# 目的 1
データの行のうち、「Where can the vertical」を含む行から始まり「point(89, 276)」を含む行で終わる範囲を、「fence bar」を「fence post」に置き換えて書き直してください。それ以外は一切変えないこと。

● ● ● ● ●

重要無形文化財「型絵染」の創始者 染色工芸家の芹沢 銈介(芹澤銈介、せりざわ けいすけ)氏。
民芸運動にも積極的に参加し、民芸運動の同人雑誌「工藝」の装丁もし、 自然、風景、文字、職人の姿など様々なモチーフの作品を残しています。
ここでは、芹沢けい介氏のプロフィール、学歴、経歴、賞歴、作品を見ていきましょう。
また、静岡県にある芹沢銈介美術館も紹介します。
芹沢けい介のプロフィール 経歴・学歴・賞歴
生年:1895年(明治28年)5月13日
没年:1984年(昭和59年)4月5日 享年88歳
出身地:静岡県静岡市(現葵区)

● ● ● ● ●

# 目的 2
提供テキストでは、芹沢銈介の出身地はどこと記されているか。

(データソースからの項目)
● ● ● ● ●

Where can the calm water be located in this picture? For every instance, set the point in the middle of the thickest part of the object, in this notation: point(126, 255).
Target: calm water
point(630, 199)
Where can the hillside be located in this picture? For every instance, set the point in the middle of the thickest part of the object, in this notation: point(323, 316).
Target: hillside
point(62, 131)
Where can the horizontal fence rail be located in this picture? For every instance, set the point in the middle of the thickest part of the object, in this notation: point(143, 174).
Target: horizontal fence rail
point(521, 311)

● ● ● ● ●

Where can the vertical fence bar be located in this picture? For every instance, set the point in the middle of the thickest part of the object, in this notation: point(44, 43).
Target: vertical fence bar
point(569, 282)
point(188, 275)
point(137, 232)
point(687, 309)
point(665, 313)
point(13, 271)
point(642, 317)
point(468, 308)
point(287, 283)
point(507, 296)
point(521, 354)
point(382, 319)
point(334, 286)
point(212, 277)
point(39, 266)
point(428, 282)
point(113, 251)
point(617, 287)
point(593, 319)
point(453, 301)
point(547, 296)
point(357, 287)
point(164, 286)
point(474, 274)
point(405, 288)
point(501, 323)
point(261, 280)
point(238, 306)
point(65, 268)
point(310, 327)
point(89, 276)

● ● ● ● ●

# 正解 1
Where can the vertical fence post be located in this picture? For every instance, set the point in the middle of the thickest part of the object, in this notation: point(44, 43).
Target: vertical fence post
point(569, 282)
point(188, 275)
point(137, 232)
point(687, 309)
point(665, 313)
point(13, 271)
point(642, 317)
point(468, 308)
point(287, 283)
point(507, 296)
point(521, 354)
point(382, 319)
point(334, 286)
point(212, 277)
point(39, 266)
point(428, 282)
point(113, 251)
point(617, 287)
point(593, 319)
point(453, 301)
point(547, 296)
point(357, 287)
point(164, 286)
point(474, 274)
point(405, 288)
point(501, 323)
point(261, 280)
point(238, 306)
point(65, 268)
point(310, 327)
point(89, 276)

# 正解 2
静岡県静岡市(現葵区)。